◆ Your instructions: Count every line below that holds the word "floor", and give the number with no other words.

Extracted data entries
▼▼▼

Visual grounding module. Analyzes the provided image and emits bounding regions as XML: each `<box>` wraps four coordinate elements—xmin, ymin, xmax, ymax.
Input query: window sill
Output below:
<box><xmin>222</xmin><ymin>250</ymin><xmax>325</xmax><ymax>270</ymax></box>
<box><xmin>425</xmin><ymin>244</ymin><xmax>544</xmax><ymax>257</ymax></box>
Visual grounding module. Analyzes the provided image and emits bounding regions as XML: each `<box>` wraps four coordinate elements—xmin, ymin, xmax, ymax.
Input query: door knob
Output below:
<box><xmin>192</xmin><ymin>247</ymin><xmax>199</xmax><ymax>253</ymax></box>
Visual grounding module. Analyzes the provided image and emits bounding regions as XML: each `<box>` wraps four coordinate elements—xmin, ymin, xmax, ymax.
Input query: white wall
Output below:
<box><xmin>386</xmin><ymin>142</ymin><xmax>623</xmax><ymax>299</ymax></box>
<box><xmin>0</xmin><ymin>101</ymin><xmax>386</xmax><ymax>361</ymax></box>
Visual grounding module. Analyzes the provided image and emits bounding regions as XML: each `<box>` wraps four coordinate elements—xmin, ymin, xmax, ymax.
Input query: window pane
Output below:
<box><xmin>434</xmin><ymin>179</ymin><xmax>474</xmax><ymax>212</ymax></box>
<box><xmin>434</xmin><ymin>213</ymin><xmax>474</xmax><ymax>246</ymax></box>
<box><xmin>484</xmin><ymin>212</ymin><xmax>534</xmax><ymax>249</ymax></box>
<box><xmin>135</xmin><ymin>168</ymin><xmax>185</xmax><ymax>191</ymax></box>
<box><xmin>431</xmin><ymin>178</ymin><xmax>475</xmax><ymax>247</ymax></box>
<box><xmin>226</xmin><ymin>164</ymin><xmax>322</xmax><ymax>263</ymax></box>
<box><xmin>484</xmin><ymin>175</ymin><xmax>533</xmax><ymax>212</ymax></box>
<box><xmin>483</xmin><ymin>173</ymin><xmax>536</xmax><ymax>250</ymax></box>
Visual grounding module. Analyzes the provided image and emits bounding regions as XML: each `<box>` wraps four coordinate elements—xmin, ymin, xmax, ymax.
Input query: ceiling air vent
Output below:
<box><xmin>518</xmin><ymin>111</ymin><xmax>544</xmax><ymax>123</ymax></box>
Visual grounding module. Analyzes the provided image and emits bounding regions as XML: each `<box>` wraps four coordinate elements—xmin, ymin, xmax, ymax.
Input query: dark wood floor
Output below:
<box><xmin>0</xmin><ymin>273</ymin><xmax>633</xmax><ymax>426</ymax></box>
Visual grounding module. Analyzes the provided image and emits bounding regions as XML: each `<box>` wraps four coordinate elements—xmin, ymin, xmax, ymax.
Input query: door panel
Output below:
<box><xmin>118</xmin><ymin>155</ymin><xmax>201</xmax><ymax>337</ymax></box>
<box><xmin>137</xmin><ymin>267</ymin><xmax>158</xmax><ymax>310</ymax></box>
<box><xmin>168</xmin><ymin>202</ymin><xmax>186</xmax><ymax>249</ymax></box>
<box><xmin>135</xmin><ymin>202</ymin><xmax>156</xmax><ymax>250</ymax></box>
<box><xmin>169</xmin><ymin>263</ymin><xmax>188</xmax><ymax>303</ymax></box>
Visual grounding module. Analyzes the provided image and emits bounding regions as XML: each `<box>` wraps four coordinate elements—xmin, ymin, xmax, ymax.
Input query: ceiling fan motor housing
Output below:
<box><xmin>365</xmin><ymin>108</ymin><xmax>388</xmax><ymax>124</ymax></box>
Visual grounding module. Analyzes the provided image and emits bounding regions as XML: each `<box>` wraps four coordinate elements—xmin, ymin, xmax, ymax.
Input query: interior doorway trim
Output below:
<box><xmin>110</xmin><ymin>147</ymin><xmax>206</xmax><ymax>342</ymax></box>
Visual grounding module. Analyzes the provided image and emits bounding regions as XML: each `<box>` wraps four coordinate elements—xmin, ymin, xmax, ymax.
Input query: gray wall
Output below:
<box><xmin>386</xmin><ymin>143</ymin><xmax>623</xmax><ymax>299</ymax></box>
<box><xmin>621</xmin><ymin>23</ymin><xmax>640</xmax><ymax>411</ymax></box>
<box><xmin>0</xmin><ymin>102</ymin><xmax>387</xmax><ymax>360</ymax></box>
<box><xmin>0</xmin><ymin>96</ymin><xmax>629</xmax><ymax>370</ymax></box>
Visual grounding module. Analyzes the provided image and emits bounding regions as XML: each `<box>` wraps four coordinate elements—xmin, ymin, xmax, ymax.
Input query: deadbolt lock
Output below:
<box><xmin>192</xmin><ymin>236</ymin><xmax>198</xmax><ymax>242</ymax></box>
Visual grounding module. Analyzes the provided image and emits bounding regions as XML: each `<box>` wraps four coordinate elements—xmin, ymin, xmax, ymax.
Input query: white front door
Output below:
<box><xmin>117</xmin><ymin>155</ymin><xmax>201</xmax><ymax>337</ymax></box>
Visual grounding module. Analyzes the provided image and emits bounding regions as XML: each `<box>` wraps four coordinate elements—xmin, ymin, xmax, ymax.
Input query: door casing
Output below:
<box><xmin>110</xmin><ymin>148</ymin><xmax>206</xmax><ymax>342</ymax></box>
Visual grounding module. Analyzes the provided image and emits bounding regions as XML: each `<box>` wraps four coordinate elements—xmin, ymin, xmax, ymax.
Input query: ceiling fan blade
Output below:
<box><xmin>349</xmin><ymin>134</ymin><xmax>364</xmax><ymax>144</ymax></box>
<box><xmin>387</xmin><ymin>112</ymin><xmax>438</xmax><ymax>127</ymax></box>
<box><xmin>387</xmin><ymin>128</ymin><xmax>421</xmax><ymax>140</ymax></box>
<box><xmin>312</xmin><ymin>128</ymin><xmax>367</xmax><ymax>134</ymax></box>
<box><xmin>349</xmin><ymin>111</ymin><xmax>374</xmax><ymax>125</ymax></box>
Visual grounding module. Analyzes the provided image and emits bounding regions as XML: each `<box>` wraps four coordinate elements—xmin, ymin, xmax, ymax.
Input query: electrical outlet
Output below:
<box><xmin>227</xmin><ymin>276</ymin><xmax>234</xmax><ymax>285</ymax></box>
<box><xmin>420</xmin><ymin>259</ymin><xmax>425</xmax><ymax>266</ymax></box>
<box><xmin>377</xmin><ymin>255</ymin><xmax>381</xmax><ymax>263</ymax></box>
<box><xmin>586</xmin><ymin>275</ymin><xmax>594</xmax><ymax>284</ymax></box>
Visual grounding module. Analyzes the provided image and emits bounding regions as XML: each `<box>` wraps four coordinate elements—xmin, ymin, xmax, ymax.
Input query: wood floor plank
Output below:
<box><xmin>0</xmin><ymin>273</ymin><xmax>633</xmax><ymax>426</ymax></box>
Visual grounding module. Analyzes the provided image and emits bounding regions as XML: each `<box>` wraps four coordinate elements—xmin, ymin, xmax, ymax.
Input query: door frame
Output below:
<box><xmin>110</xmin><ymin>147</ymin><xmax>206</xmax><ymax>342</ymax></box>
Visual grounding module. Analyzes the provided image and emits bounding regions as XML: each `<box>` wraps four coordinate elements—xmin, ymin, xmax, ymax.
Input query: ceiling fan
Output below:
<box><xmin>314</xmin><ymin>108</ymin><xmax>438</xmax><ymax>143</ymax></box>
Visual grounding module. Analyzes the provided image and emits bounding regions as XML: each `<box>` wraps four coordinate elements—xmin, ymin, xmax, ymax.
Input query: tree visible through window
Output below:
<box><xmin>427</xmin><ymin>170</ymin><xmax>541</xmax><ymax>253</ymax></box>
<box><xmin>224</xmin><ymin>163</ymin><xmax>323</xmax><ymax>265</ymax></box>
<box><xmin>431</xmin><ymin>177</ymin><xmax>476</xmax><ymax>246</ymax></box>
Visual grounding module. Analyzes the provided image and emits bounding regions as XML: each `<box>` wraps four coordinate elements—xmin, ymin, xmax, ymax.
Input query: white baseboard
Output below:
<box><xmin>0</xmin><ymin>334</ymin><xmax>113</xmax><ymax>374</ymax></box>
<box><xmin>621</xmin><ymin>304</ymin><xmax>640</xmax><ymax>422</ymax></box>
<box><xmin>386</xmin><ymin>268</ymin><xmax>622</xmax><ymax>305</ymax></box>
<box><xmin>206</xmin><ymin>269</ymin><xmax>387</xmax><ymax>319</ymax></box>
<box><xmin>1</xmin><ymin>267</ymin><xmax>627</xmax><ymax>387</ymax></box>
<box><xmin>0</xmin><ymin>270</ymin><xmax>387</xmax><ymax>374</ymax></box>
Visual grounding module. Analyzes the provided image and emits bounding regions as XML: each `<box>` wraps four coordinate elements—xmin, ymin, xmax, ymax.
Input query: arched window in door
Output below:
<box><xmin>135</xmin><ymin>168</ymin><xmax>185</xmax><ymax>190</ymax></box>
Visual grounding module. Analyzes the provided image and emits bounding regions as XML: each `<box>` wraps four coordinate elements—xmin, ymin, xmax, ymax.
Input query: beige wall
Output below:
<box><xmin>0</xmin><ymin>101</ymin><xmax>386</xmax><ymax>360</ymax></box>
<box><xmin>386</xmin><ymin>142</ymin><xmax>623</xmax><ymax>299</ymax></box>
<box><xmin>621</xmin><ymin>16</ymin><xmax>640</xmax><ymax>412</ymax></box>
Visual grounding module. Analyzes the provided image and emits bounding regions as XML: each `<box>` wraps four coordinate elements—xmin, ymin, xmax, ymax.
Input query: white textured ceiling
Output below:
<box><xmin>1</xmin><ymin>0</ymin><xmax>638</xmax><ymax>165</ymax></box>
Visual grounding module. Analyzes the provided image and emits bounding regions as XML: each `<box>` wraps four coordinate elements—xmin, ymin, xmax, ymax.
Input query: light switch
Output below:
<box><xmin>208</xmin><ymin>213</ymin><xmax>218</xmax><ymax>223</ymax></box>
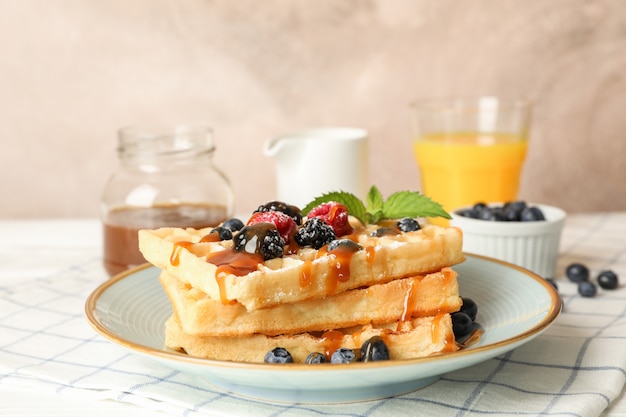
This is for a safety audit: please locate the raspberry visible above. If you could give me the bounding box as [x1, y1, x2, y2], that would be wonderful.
[294, 218, 336, 249]
[307, 202, 353, 237]
[247, 211, 297, 244]
[254, 201, 303, 225]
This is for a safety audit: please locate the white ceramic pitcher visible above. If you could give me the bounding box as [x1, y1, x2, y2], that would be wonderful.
[263, 127, 369, 209]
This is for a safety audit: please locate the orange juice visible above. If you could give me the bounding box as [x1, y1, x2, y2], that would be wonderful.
[413, 132, 528, 216]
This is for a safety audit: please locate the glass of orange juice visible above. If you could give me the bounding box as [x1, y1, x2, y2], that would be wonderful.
[410, 97, 532, 222]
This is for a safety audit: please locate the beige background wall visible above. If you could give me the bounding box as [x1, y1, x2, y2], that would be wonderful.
[1, 0, 625, 218]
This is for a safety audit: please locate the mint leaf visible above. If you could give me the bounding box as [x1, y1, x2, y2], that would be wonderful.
[301, 191, 368, 225]
[366, 186, 385, 224]
[383, 191, 451, 219]
[301, 185, 450, 225]
[366, 186, 384, 213]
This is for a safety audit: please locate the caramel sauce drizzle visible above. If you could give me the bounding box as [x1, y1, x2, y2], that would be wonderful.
[431, 313, 457, 353]
[397, 277, 420, 331]
[321, 330, 344, 360]
[170, 241, 196, 266]
[299, 260, 313, 289]
[204, 249, 264, 305]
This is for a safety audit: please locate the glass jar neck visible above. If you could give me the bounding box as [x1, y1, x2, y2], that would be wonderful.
[117, 124, 215, 163]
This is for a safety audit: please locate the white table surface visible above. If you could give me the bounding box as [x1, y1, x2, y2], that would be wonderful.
[1, 217, 626, 416]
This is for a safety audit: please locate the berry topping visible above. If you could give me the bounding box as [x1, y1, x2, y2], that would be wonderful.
[397, 217, 421, 232]
[451, 311, 473, 338]
[294, 218, 336, 249]
[254, 200, 303, 225]
[305, 352, 327, 364]
[264, 347, 293, 364]
[566, 263, 589, 283]
[247, 210, 297, 244]
[459, 297, 478, 322]
[222, 217, 245, 232]
[208, 226, 232, 241]
[330, 348, 357, 364]
[327, 238, 361, 253]
[233, 223, 284, 260]
[360, 336, 390, 362]
[457, 201, 546, 222]
[578, 281, 597, 298]
[307, 202, 353, 237]
[597, 270, 619, 290]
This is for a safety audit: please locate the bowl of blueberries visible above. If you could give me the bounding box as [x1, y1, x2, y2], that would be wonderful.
[450, 201, 566, 279]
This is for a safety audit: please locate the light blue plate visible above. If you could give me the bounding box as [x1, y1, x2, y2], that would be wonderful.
[85, 254, 561, 404]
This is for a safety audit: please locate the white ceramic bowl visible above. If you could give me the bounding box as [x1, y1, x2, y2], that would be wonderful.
[449, 203, 567, 279]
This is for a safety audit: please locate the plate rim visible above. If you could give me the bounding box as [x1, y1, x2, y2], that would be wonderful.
[84, 253, 562, 372]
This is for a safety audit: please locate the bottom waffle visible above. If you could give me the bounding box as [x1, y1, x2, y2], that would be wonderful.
[164, 312, 457, 363]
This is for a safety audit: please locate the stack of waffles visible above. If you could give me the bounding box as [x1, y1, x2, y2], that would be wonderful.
[138, 207, 465, 363]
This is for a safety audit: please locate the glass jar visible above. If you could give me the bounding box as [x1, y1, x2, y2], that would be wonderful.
[101, 124, 235, 277]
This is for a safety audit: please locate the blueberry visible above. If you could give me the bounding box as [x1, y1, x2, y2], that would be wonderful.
[294, 218, 336, 249]
[397, 218, 421, 232]
[545, 278, 558, 290]
[578, 281, 597, 297]
[451, 311, 473, 338]
[305, 352, 327, 364]
[330, 348, 357, 364]
[597, 270, 619, 290]
[566, 263, 589, 283]
[370, 227, 400, 237]
[222, 217, 244, 232]
[360, 336, 390, 362]
[478, 207, 505, 221]
[520, 206, 546, 221]
[459, 297, 478, 322]
[327, 239, 361, 253]
[264, 347, 293, 364]
[209, 226, 232, 241]
[234, 224, 284, 260]
[503, 201, 527, 221]
[457, 208, 479, 219]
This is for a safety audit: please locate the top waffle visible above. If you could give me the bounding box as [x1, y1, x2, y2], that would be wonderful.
[138, 206, 464, 311]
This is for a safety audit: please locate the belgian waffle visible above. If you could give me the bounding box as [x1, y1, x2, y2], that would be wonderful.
[164, 312, 457, 363]
[159, 267, 462, 337]
[139, 224, 464, 311]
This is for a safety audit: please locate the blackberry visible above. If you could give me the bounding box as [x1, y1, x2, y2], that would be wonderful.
[305, 352, 327, 364]
[264, 347, 293, 364]
[254, 201, 303, 225]
[222, 217, 244, 232]
[360, 336, 390, 362]
[397, 217, 420, 232]
[294, 218, 336, 249]
[234, 223, 284, 260]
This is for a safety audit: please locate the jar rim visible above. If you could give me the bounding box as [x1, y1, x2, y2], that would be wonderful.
[117, 124, 215, 156]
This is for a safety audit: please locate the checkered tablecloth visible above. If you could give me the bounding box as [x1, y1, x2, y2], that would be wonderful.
[1, 215, 626, 416]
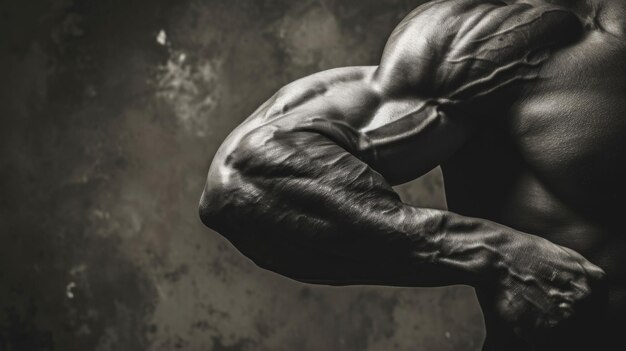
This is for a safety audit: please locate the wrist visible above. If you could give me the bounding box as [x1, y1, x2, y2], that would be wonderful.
[426, 213, 517, 287]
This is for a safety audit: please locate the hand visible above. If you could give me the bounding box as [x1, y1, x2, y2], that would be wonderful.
[484, 234, 607, 344]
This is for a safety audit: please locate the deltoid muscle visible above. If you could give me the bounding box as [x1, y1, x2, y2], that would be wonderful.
[200, 0, 585, 284]
[376, 0, 582, 102]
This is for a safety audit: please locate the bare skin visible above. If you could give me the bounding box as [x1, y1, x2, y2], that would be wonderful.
[199, 0, 626, 349]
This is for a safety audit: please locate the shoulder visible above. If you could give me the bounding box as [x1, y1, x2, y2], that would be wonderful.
[373, 0, 584, 102]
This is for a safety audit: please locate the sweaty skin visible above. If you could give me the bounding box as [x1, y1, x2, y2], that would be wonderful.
[200, 0, 626, 349]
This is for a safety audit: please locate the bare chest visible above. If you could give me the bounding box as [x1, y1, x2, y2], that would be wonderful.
[507, 32, 626, 214]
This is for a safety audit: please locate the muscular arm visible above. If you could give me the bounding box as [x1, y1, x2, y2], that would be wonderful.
[200, 0, 604, 340]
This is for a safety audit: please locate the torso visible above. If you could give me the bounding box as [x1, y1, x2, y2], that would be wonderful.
[443, 1, 626, 347]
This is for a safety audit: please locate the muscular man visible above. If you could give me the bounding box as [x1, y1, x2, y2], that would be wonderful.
[199, 0, 626, 349]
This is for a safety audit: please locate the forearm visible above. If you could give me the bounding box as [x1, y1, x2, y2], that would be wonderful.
[200, 124, 522, 287]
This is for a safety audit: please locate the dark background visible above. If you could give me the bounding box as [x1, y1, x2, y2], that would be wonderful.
[0, 0, 484, 350]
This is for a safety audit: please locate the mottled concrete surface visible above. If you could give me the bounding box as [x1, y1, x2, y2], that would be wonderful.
[0, 1, 484, 350]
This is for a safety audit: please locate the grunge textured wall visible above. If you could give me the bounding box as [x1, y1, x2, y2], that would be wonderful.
[0, 0, 484, 350]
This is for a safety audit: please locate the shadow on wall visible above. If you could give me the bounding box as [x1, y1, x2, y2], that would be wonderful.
[0, 0, 484, 350]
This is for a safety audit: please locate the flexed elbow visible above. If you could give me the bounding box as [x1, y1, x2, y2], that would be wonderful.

▲▲▲

◆ Final answer: 2